### Instructions for the task
Retype the data below line for line without any changes, but omit the pictures from your answer.

### Entries shown
* Start *

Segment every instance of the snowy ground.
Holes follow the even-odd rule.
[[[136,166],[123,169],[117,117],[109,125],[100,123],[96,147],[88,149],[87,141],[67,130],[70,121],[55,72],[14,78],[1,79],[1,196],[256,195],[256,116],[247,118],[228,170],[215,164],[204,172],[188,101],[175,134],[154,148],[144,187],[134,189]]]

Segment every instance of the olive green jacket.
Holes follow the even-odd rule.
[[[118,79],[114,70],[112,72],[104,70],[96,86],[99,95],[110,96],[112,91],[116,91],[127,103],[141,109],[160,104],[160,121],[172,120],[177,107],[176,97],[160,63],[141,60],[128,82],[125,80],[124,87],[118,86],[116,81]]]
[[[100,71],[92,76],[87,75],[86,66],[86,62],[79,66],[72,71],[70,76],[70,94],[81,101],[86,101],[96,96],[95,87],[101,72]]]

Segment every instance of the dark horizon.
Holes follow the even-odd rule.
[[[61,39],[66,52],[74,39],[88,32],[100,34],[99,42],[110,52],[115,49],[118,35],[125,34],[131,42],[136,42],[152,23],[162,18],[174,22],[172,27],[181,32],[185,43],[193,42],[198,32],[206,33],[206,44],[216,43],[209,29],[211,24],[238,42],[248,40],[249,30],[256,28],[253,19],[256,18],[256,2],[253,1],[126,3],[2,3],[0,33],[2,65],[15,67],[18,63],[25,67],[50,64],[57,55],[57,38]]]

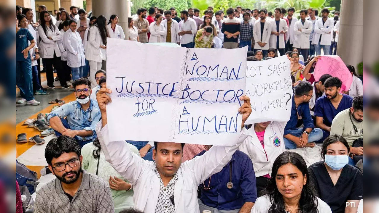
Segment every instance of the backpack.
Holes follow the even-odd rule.
[[[39,182],[37,178],[37,173],[29,169],[23,164],[16,160],[16,180],[19,182],[20,188],[25,186],[30,194],[36,191],[37,185]]]

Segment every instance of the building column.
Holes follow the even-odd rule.
[[[363,0],[342,0],[337,54],[346,64],[363,61]]]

* End *

### In response
Segment every instance of the snowy ground.
Holes follow the even-odd rule.
[[[136,166],[123,169],[117,117],[109,125],[100,123],[96,147],[88,149],[87,141],[67,130],[70,121],[55,72],[14,78],[1,79],[1,196],[256,195],[256,116],[247,118],[228,170],[215,164],[204,172],[188,101],[175,134],[154,148],[144,187],[134,189]]]

Segment every instance of the olive green jacket.
Holes follow the even-odd rule.
[[[118,79],[114,70],[112,72],[104,70],[96,86],[99,95],[110,96],[112,91],[116,91],[127,103],[141,109],[160,104],[160,121],[172,120],[177,107],[176,97],[160,63],[141,60],[128,82],[125,80],[124,87],[118,86],[116,81]]]
[[[100,71],[92,76],[87,75],[86,66],[86,62],[79,66],[72,71],[70,76],[70,94],[81,101],[86,101],[96,96],[95,87],[101,72]]]

Segment every instance of the dark horizon.
Holes follow the even-odd rule.
[[[61,39],[66,52],[74,39],[88,32],[100,34],[99,42],[110,52],[115,49],[118,35],[125,34],[131,42],[136,42],[152,23],[162,18],[174,22],[172,27],[181,32],[185,43],[193,42],[198,32],[206,33],[206,44],[216,43],[209,29],[211,24],[238,42],[248,40],[249,30],[256,28],[253,19],[256,18],[256,2],[253,1],[126,3],[2,3],[0,33],[2,65],[15,67],[18,63],[25,67],[50,64],[57,55],[57,38]]]

Segment every instance of the backpack.
Holes follow the even-odd rule.
[[[39,182],[37,178],[37,173],[29,169],[23,164],[16,160],[16,180],[19,182],[20,188],[25,186],[30,194],[36,191],[37,185]]]

Segment every instance of the building column.
Holes follow the even-odd rule.
[[[363,0],[342,0],[337,54],[346,64],[363,61]]]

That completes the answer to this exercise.